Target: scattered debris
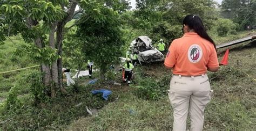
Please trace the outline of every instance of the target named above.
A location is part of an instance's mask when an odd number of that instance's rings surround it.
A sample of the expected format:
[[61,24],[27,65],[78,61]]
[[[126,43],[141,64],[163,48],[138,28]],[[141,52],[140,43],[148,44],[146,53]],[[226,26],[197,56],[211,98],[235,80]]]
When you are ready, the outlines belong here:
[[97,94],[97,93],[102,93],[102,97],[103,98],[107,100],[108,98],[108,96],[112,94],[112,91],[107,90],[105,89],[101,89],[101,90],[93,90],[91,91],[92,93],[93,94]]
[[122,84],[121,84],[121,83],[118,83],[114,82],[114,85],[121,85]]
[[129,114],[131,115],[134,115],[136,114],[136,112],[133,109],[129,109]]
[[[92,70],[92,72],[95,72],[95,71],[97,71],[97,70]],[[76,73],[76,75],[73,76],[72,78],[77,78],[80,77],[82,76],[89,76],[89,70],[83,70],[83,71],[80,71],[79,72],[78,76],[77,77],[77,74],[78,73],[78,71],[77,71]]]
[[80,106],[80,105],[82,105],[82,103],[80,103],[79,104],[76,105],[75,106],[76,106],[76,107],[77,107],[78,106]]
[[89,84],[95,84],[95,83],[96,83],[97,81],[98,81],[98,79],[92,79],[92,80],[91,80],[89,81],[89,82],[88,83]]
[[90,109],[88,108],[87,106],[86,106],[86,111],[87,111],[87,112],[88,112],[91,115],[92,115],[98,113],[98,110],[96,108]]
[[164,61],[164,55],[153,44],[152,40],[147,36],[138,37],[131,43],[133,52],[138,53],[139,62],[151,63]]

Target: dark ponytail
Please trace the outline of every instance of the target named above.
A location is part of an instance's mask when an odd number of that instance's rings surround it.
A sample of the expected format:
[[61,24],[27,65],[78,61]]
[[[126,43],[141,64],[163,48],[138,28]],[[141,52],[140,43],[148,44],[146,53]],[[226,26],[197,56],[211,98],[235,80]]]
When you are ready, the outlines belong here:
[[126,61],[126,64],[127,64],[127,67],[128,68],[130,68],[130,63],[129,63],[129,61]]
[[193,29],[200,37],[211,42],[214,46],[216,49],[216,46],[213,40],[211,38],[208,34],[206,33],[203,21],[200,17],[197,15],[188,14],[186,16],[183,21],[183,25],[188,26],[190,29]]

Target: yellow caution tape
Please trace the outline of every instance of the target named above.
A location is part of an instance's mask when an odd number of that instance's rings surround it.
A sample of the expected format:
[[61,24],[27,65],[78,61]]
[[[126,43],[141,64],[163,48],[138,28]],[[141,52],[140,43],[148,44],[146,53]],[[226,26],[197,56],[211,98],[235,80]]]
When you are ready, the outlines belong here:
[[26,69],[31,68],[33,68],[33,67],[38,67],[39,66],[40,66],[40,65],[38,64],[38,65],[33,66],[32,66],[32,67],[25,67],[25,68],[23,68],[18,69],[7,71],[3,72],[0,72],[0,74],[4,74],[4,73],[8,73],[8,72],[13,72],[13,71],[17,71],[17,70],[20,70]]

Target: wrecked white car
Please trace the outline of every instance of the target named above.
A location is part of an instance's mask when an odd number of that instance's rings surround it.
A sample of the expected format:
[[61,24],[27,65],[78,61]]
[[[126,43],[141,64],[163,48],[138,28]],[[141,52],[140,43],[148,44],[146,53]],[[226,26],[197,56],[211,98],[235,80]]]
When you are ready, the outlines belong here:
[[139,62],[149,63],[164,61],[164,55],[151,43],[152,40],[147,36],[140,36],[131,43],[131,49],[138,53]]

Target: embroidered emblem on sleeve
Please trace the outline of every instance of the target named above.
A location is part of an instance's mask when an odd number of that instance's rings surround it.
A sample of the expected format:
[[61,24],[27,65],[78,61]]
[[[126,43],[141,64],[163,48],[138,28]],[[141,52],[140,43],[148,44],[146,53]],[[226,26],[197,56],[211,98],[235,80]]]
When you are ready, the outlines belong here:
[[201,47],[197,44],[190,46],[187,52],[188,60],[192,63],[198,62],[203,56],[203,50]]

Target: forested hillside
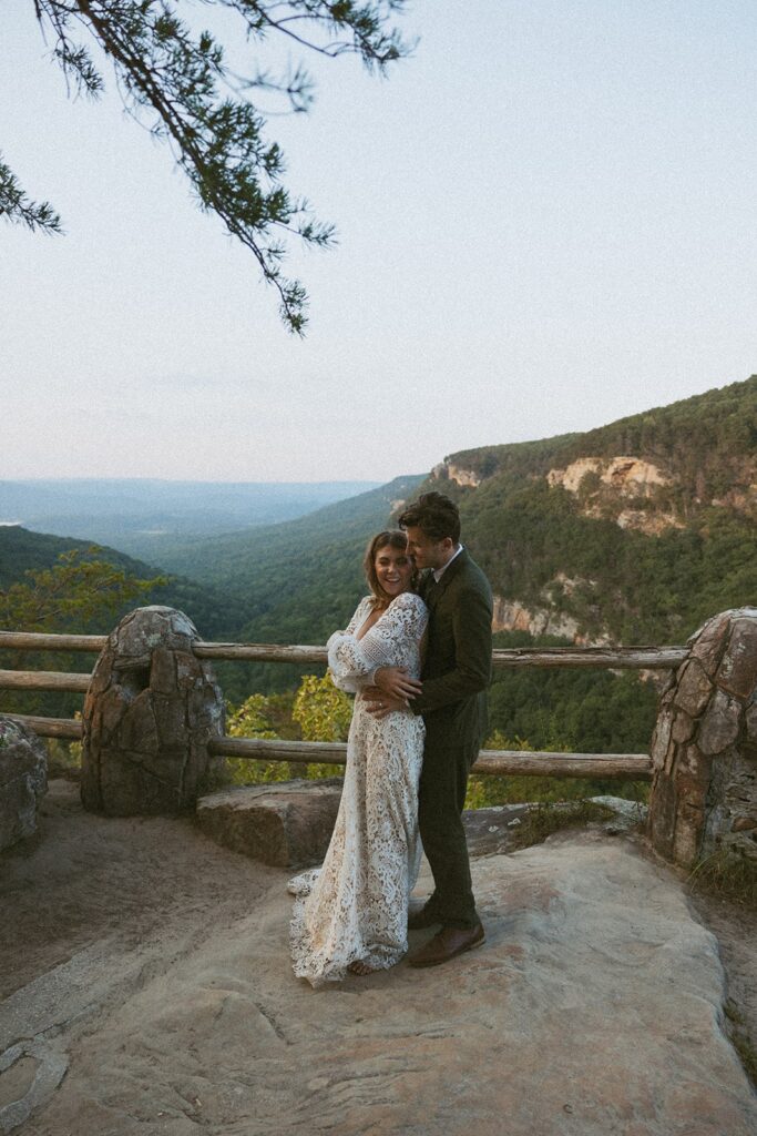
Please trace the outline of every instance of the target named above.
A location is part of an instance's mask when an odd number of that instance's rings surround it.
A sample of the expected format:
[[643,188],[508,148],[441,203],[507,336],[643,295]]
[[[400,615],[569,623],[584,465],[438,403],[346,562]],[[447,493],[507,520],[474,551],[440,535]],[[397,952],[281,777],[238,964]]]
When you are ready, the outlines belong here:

..............................

- _What the task asks_: Swap "expected" for "required" wherever it occurs in the rows above, and give all of the rows again with nothing else changed. Omit the pictures from your answer.

- _Answer in full_:
Target: scattered debris
Please trace the outline of every instance of the target named above.
A location is part of an instance's mask when an odd number of that instance's rings surround it.
A sample of the required format:
[[61,24],[27,65],[78,61]]
[[[126,43],[141,64],[163,48],[138,28]],[[141,52],[140,43],[148,44],[146,53]],[[226,26],[197,56],[211,98],[235,80]]]
When you are ready, the outlines belong here:
[[97,94],[97,93],[102,93],[102,97],[103,98],[107,100],[108,98],[108,96],[112,94],[112,91],[107,90],[105,89],[101,89],[101,90],[93,90],[91,91],[92,93],[93,94]]
[[122,84],[121,84],[121,83],[118,83],[114,82],[114,85],[121,85]]
[[129,114],[131,115],[134,115],[136,114],[136,112],[133,109],[129,109]]
[[[92,70],[92,72],[95,72],[95,71],[97,71],[97,70]],[[76,73],[76,75],[73,76],[72,78],[77,78],[80,77],[82,76],[89,76],[89,70],[83,70],[83,71],[80,71],[79,72],[78,76],[77,77],[77,74],[78,73],[78,71],[77,71]]]
[[80,106],[80,105],[82,105],[82,103],[80,103],[79,104],[76,105],[75,106],[76,106],[76,107],[77,107],[78,106]]
[[89,84],[95,84],[95,83],[96,83],[97,81],[98,81],[98,79],[92,79],[92,80],[91,80],[89,81],[89,82],[88,83]]
[[90,109],[88,108],[87,106],[86,106],[86,111],[87,111],[87,112],[88,112],[91,115],[92,115],[98,113],[98,110],[96,108]]
[[164,61],[164,55],[153,44],[152,40],[147,36],[138,37],[131,43],[133,52],[138,53],[139,62],[151,63]]

Target: dark ponytail
Please trace the outline of every instance of the target named above.
A location is part of an instance's mask when an odd number of that instance's rings surround it.
A sample of the required format:
[[61,24],[27,65],[78,61]]
[[[126,43],[141,64],[163,48],[138,28]],[[141,52],[140,43],[148,44],[146,53]],[[226,26],[197,56],[211,98],[235,80]]]
When you are ready, the outlines belong here:
[[126,61],[126,64],[127,64],[127,67],[128,68],[130,68],[130,63],[129,63],[129,61]]
[[193,29],[200,37],[211,42],[214,46],[216,49],[216,46],[213,40],[211,38],[208,34],[206,33],[203,21],[200,17],[197,15],[188,14],[186,16],[183,21],[183,25],[188,26],[190,29]]

Target: yellow caution tape
Please trace the outline of every instance of the target named above.
A location is part of an instance's mask when an odd number of that instance's rings surround it.
A sample of the required format:
[[61,24],[27,65],[78,61]]
[[[126,43],[141,64],[163,48],[138,28]],[[141,52],[140,43],[148,44],[146,53]],[[226,26],[197,56],[211,98],[235,80]]]
When you are ready, the outlines belong here:
[[26,69],[31,68],[33,68],[33,67],[38,67],[39,66],[40,66],[40,65],[38,64],[38,65],[33,66],[32,66],[32,67],[25,67],[25,68],[23,68],[18,69],[7,71],[3,72],[0,72],[0,74],[4,74],[4,73],[8,73],[8,72],[13,72],[13,71],[17,71],[17,70],[20,70]]

Target: wrecked white car
Please trace the outline of every instance of the target named above.
A location is part of an instance's mask when an odd number of that instance's rings surround it.
A sample of the required format:
[[61,24],[27,65],[78,61]]
[[[126,43],[141,64],[163,48],[138,28]],[[141,52],[140,43],[148,44],[146,53]],[[226,26],[197,56],[211,98],[235,80]]]
When you are ready, the outlines belong here:
[[139,62],[149,63],[164,61],[164,55],[151,43],[152,40],[147,36],[140,36],[131,43],[131,49],[138,53]]

Target: embroidered emblem on sleeve
Please trace the outline of every instance of the target named above.
A location is part of an instance's mask when an odd number of that instance's rings surround it.
A sample of the required format:
[[61,24],[27,65],[78,61]]
[[[126,43],[141,64],[163,48],[138,28]],[[141,52],[140,43],[148,44],[146,53]],[[226,26],[197,56],[211,98],[235,80]]]
When you are ready, the outlines belong here:
[[201,47],[197,44],[190,46],[187,52],[188,60],[192,63],[198,62],[203,56],[203,50]]

Target: forested hillside
Please trace the outline of every instance of the target named above.
A location is part of an instance's mask when an odd number of that instance's rings surround it.
A sample of the required format:
[[643,188],[508,148],[441,203],[507,336],[643,295]]
[[[400,615],[569,623],[584,465],[438,403],[346,562]],[[447,493],[507,520],[474,551],[440,535]],[[397,952],[281,777],[238,964]]]
When you are ready, the outlines belong here:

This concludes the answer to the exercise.